Document segment:

Random Musings about Nigeria and Nigerians – Darasimi Oshodi


by Darasimi Oshodi

This piece is an attempt to write down some of my thoughts on some things I have noticed in my environment. The two sections are from two different trains of thought and that is why I have demarcated them. Enjoy the read.

I have come to the categorical conclusion that Nigerians are hard-working. We are industrious. We want to make honest living. We want to work for our money. Our youths are not the lazy type some adults have been portraying them to be. Anytime I see people hawking, especially in traffic, I usually shake my head and mutter to myself: Nigerians are hardworking. Or how do you explain the actions of men and women, boys and girls who run after vehicles, risking their lives or limbs just to make end meet? Have you noticed that some of them hawk only foams and nothing more? Foams, yes. Foams cut neatly for domestic use. How do you explain what makes a person trek long distances with a heavy load on their head, back or shoulder just to eke out a living? Have you seen old men (and women) with bent back going to or coming back from their farms? Have you seen pregnant women sweating under a sweltering sun just to fend for themselves and their families? To me, all these are demonstrations of Nigerians’ willingness to do something that will bring money into their pockets instead of resorting to crime or begging.

Exercise details:
Continue the essay on Nigeria and Nigerians, starting after its final sentence.

Information provided:
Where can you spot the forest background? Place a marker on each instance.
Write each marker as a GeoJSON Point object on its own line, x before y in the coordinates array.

Written response:
But I usually wonder at how they are able to sustain themselves from their earnings. How much will selling foams only fetch the seller? How much? Yet, you see these people outside everyday going about their businesses. Who then says Nigerians are lazy? I dare say that the number of those people who are ready to sweat for their money is more than those of people who are involved in crimes like cyber fraud, armed robbery, etc. My country men are honest. They are industrious. We are not loafers or idlers. We are a diligent, productive and energetic set of people who expect the government to do its part by providing basic amenities like constant electricity, potable water, good roads, security and so on for us so that we can enjoy our beautiful nation. We expect the government to give our children good schools, support our farmers, encourage SMEs and do all the other things responsible governments do for their citizens. When this will be? When will our government become responsive to our needs? The truth is that I do not know.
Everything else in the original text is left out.